PROVIDED RECORDS START

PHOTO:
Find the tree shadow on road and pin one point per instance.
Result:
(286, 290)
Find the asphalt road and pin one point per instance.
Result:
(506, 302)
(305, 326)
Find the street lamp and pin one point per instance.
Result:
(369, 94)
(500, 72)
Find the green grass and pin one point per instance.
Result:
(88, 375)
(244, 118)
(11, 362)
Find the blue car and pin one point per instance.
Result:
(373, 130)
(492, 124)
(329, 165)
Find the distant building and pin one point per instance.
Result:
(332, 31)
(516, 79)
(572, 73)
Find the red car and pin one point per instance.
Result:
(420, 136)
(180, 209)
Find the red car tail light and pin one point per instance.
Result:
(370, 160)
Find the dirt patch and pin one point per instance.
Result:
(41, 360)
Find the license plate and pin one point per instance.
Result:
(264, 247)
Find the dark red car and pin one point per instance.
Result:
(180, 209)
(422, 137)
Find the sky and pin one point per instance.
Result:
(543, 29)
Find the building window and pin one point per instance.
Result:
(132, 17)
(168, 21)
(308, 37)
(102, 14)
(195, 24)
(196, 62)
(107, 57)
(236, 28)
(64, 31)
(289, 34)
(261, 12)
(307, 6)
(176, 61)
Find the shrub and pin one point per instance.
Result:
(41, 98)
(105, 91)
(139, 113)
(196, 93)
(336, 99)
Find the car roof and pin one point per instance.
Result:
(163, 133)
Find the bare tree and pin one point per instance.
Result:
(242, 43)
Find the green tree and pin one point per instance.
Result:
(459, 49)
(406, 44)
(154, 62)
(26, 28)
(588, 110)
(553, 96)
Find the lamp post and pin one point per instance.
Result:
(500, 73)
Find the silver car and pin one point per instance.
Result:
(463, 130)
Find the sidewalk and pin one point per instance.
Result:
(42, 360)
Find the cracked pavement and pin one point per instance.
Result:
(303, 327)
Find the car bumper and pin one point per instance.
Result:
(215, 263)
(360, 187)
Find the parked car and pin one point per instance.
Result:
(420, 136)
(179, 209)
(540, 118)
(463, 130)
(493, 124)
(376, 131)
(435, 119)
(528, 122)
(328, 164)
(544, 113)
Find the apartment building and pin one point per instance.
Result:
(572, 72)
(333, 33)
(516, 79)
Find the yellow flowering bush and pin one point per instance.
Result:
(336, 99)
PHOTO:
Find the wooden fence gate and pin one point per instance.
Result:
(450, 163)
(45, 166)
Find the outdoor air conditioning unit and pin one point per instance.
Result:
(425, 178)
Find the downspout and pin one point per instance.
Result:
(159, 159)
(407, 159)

PROVIDED RECORDS END

▸ EXERCISE OBJECTIVE: Report back every line of the entries in which "building" occurs.

▸ SOLUTION TO THIS EXERCISE:
Find the distant building and pin one point per instance.
Find the building window and pin one point per instance.
Find the apartment building and pin one point per instance.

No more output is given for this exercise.